Using the information:
(1) According to the article about the veteran turned away from the VA, why was Maj. Leslie Haines turned away from the Northern Indiana VA Health Clinic on Oct. 9?
(2) Continue the article about the veteran turned away from the VA, starting after its final sentence.

[[ Supplied text, beginning ]]

Vet Turned Away From VA for PTSD During Mental Illness Awareness Week


U.S. Army Reservist Maj. Leslie Haines was turned away from the Northern Indiana VA Health Clinic on Oct. 9 because the VA staff was attending a speech during Mental Illness Awareness Week.

“Do they see the irony in that?” Haines told the Military Times. “I was thinking, 'I’m glad it wasn’t National Suicide Prevention Day.'”

“When I questioned whether I could reschedule, I was told, 'No' and reminded that I had an appointment scheduled for the following month,” added Haines.

Haines says she has “high-level PTSD," which is made worse by her job of counseling troops and vets in Fort Wayne, Ind.

Northern Indiana VA Health Clinic spokesperson Jennifer Baran-Prall told the Military Times that employees were invited to the speech, but not required to go to it.

“There was only one instance in which a veteran was not contacted directly and was instead sent two notifications,” Baran-Prall told Military Times.

[[ Supplied text, end ]]
[[ Source material, beginning ]]

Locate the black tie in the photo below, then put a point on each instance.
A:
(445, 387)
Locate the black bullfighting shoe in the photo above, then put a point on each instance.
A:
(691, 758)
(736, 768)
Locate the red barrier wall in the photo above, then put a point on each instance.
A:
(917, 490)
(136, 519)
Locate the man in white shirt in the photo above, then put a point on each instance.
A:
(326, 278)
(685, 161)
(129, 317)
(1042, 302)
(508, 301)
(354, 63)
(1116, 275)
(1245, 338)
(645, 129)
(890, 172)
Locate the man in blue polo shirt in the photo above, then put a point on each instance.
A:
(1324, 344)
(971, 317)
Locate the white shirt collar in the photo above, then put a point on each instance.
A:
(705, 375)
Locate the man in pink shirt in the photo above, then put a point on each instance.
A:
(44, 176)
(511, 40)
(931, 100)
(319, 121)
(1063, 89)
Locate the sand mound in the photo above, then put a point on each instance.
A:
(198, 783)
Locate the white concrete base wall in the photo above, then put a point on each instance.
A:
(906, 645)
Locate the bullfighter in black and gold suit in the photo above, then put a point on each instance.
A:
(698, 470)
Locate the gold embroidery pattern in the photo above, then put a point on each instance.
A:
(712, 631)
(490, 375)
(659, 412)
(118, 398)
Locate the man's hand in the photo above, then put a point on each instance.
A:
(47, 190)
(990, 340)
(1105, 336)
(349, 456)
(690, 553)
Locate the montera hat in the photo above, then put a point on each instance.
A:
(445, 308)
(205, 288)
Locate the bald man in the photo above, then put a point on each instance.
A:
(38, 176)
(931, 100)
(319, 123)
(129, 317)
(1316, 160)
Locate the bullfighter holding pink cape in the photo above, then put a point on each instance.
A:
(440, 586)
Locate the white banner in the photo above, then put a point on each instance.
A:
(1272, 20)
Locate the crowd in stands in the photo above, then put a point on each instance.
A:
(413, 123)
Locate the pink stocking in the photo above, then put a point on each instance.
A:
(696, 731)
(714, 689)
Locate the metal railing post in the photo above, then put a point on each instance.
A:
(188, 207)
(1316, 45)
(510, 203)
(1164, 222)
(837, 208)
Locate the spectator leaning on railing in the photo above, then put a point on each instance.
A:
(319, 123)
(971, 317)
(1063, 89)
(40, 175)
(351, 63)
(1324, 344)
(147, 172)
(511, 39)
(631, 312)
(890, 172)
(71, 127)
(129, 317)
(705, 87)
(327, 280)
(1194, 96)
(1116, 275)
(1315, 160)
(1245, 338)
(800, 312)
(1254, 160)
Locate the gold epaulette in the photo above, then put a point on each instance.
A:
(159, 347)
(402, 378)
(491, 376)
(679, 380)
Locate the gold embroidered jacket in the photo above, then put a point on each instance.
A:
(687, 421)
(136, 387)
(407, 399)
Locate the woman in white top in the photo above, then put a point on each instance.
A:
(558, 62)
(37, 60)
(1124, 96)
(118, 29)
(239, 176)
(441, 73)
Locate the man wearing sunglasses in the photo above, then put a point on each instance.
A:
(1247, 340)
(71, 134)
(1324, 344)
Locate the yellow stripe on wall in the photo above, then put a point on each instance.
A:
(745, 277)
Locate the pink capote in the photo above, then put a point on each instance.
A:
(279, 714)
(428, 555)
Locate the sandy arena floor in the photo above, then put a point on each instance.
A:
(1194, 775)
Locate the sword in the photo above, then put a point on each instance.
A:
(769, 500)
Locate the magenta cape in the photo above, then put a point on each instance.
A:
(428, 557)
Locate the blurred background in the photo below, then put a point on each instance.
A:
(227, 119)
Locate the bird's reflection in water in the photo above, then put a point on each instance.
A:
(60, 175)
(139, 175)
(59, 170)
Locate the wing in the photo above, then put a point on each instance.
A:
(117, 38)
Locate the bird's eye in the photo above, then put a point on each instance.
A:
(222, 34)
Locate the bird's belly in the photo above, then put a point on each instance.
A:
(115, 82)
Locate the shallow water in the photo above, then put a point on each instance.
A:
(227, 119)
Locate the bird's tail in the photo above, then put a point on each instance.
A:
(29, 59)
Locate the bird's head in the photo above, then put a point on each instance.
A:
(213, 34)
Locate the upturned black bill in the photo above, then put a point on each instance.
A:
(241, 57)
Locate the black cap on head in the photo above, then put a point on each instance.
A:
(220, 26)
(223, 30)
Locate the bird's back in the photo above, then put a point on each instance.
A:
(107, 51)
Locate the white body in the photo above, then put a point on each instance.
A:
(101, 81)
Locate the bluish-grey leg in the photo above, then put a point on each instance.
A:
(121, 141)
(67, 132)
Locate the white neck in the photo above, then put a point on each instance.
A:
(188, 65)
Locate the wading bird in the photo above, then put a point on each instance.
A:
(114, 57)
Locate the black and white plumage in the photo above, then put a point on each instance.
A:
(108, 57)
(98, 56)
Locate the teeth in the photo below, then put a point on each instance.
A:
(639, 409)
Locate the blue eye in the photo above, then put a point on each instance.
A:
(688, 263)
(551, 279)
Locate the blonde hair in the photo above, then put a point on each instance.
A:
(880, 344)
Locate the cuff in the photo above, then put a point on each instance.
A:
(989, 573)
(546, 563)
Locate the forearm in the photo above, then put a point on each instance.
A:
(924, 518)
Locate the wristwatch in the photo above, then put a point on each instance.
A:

[[ Source material, end ]]

Results of the tasks:
(1) She was turned away because the VA staff was attending a speech during Mental Illness Awareness Week.

(2)
According to CBS Cleveland, Haines claims that she didn't get any notification and was unable to reschedule via the normal VA appointment line, but her counselor did allow her to come in the following week during his lunchtime.

Haines added that she received an apology from the Northern Indiana VA Health Clinic administrator, but filed a complaint with the VA Inspector General to prevent this from happening to other vets.

Republicans have often attacked the Obama administration for some of the poor health care that veterans receive, but the GOP blocked legislation to increase federal healthcare and education programs for veterans, noted Reuters.

Republicans opposed the $24 billion bill that would have created 27 new medical facilities to better serve veterans of the Iraq and Afghanistan wars.